**YOUR OBJECTIVE:** If a line in the data below holds the word "clicks", copy it.

**INFORMATION SHOWN:**
....
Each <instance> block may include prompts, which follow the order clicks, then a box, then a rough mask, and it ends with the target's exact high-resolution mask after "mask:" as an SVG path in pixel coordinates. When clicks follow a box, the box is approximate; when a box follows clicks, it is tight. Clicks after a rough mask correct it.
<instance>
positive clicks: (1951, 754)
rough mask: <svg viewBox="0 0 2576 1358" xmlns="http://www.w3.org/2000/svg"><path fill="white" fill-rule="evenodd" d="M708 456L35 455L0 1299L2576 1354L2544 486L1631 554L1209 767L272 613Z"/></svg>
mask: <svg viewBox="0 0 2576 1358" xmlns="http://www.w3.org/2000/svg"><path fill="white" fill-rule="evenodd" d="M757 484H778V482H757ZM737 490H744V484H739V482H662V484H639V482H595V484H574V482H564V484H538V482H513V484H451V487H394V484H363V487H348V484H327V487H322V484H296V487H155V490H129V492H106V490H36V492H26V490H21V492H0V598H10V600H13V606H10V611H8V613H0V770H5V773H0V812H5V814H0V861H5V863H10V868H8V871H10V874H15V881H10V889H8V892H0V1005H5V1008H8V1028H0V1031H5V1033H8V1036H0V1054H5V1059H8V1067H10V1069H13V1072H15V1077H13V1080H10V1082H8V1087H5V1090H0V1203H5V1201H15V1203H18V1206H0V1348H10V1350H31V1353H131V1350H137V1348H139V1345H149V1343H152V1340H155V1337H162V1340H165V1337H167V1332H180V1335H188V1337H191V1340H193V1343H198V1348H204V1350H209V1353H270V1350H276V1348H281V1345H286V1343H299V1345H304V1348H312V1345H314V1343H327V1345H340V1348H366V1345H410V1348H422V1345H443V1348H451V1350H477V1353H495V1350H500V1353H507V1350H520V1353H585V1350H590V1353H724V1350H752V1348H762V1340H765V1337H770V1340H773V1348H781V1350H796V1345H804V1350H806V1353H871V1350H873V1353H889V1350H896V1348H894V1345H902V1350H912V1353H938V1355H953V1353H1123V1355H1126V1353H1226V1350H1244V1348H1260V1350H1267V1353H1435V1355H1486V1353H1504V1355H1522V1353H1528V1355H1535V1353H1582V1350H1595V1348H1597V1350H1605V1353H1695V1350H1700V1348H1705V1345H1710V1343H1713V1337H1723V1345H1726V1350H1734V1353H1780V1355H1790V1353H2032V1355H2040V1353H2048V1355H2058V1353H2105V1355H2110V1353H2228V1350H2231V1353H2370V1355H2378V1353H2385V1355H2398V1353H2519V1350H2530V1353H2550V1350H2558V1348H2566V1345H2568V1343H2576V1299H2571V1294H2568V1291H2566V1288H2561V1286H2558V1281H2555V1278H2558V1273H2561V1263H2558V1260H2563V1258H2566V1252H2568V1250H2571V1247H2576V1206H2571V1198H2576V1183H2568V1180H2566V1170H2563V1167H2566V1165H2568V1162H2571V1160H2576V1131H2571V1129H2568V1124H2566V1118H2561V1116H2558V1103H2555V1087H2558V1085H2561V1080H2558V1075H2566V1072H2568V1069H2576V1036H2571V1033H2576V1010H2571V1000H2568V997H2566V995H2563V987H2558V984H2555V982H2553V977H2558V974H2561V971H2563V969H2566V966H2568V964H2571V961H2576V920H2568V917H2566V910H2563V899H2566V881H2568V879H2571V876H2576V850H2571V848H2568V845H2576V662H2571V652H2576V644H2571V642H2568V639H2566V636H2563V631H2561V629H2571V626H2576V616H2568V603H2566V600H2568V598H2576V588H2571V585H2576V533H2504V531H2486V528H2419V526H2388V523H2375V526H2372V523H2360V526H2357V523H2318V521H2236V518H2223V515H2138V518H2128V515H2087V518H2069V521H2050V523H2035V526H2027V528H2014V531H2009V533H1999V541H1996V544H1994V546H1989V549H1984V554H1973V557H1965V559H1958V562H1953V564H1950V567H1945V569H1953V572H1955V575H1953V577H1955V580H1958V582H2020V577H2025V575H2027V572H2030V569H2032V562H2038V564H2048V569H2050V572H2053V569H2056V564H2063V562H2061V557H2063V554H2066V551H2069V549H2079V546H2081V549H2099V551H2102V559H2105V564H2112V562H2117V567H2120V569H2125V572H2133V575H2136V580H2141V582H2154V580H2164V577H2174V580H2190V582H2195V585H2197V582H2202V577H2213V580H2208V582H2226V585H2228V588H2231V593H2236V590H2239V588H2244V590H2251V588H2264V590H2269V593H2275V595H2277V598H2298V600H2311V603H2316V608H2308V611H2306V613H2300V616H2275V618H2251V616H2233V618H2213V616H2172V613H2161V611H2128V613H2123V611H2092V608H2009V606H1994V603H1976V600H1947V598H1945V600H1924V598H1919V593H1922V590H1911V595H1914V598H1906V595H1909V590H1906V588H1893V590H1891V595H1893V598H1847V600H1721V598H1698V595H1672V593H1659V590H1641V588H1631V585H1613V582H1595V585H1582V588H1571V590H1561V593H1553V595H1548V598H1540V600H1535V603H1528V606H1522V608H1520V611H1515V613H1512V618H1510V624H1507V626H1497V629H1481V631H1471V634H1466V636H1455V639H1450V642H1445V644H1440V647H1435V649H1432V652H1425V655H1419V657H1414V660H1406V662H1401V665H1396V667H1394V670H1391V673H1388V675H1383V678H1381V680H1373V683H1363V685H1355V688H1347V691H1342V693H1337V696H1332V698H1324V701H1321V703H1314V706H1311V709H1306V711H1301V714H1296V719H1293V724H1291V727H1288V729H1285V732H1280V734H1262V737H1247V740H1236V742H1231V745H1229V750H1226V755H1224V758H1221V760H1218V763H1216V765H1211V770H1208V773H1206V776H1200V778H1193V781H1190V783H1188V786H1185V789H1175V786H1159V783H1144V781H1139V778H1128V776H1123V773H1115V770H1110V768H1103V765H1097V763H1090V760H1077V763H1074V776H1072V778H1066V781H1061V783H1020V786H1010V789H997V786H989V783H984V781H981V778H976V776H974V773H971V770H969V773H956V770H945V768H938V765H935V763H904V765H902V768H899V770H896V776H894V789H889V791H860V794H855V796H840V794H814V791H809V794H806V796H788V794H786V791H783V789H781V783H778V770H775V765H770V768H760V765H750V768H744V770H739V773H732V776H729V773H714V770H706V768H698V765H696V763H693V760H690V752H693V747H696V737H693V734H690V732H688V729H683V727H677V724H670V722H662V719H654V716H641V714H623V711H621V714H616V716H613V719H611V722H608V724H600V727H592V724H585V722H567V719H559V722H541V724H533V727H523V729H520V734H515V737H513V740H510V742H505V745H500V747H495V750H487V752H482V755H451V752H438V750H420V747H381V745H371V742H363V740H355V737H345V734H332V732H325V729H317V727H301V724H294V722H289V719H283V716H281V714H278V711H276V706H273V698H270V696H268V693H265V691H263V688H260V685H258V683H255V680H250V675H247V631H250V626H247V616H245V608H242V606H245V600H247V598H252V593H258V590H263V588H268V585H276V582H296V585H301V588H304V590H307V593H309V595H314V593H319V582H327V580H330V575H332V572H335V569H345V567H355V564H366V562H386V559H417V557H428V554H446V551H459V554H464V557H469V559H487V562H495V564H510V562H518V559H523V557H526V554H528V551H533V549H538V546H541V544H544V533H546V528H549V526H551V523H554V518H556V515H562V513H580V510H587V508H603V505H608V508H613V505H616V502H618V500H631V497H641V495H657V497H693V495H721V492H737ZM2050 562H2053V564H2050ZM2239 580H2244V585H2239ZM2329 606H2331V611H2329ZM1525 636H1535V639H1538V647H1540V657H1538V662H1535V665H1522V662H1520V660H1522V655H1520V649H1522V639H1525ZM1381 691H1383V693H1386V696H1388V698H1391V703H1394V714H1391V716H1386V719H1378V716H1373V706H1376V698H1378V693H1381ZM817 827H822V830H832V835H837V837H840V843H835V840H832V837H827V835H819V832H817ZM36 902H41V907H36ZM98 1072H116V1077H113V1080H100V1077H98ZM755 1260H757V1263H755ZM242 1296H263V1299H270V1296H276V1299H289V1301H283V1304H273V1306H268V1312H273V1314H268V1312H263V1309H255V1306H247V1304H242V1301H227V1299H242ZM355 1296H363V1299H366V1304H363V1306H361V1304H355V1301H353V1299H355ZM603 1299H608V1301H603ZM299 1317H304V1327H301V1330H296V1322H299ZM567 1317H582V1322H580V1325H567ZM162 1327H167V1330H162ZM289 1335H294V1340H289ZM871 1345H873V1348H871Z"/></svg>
....
**TASK RESPONSE:**
Each <instance> block may include prompts, which follow the order clicks, then a box, then a rough mask, and it ends with the target's exact high-resolution mask after "mask:" as an SVG path in pixel coordinates. When clicks follow a box, the box is approximate; when a box follows clicks, it is tight. Clicks after a rough mask correct it.
positive clicks: (1951, 754)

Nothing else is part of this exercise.